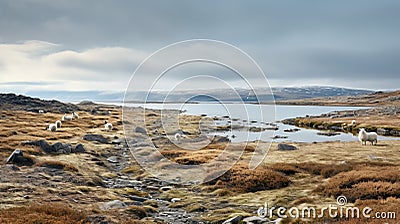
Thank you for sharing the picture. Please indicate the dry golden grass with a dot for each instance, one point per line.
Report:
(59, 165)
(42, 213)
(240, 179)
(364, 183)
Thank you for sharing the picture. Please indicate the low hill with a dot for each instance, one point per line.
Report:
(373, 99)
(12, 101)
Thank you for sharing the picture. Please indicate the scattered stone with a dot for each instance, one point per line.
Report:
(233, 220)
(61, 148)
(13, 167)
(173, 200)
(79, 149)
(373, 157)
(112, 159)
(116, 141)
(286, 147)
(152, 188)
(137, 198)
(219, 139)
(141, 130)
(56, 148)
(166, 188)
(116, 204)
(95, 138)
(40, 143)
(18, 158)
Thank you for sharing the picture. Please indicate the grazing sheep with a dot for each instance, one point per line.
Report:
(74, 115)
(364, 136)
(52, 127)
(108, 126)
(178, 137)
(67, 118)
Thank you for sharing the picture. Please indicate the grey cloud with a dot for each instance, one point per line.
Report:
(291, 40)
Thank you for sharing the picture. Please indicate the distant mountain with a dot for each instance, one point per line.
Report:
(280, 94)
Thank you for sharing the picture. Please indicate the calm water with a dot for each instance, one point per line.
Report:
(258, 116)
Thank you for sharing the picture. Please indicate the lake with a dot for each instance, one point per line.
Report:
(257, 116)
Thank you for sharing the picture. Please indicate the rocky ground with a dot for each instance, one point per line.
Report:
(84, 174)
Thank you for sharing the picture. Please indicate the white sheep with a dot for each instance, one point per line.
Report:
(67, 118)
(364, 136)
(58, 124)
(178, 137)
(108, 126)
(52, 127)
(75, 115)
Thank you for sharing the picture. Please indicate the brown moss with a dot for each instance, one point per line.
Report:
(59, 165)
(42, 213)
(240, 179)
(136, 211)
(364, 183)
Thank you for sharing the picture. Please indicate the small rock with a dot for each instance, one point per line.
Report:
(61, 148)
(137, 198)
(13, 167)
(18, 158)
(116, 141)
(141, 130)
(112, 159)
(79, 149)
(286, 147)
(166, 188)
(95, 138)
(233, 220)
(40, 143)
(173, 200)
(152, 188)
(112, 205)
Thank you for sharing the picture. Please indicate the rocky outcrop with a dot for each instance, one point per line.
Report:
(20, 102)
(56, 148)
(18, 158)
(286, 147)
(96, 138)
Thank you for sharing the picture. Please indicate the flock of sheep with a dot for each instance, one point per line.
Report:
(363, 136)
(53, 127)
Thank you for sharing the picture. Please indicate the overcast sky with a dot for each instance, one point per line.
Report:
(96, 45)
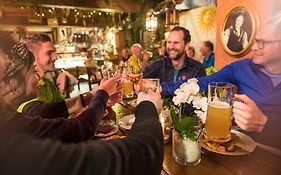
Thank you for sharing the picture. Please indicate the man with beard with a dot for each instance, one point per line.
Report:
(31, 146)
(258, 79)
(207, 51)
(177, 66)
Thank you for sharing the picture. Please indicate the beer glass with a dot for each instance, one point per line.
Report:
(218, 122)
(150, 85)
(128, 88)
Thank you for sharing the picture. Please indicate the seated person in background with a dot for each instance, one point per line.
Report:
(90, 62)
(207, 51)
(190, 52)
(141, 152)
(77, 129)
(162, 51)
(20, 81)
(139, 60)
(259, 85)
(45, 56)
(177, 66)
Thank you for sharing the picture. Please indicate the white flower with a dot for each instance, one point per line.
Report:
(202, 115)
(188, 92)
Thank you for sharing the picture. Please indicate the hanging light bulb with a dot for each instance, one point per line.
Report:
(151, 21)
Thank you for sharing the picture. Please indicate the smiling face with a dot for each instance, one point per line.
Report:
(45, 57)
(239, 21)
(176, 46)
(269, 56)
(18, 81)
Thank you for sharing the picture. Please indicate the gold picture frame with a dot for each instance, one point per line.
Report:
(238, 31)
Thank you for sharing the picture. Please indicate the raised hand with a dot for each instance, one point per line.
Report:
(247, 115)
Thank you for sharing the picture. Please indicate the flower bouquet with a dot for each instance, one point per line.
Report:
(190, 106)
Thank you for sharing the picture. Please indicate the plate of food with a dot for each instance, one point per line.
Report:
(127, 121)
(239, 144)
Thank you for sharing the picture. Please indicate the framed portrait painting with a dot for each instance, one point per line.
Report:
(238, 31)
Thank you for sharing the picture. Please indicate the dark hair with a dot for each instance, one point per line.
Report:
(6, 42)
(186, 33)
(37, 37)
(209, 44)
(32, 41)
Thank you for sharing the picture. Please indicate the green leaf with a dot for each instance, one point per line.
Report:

------------------------------------------------

Across the listing above, find all lines where the word "flower" is present and copy them.

Thank you for sharing the picture. Please indicate the white flower with a dot for each instance, one point per line.
Thank you for sharing the picture. Please indicate the flower bouquet with a dot for each instance, one point per line.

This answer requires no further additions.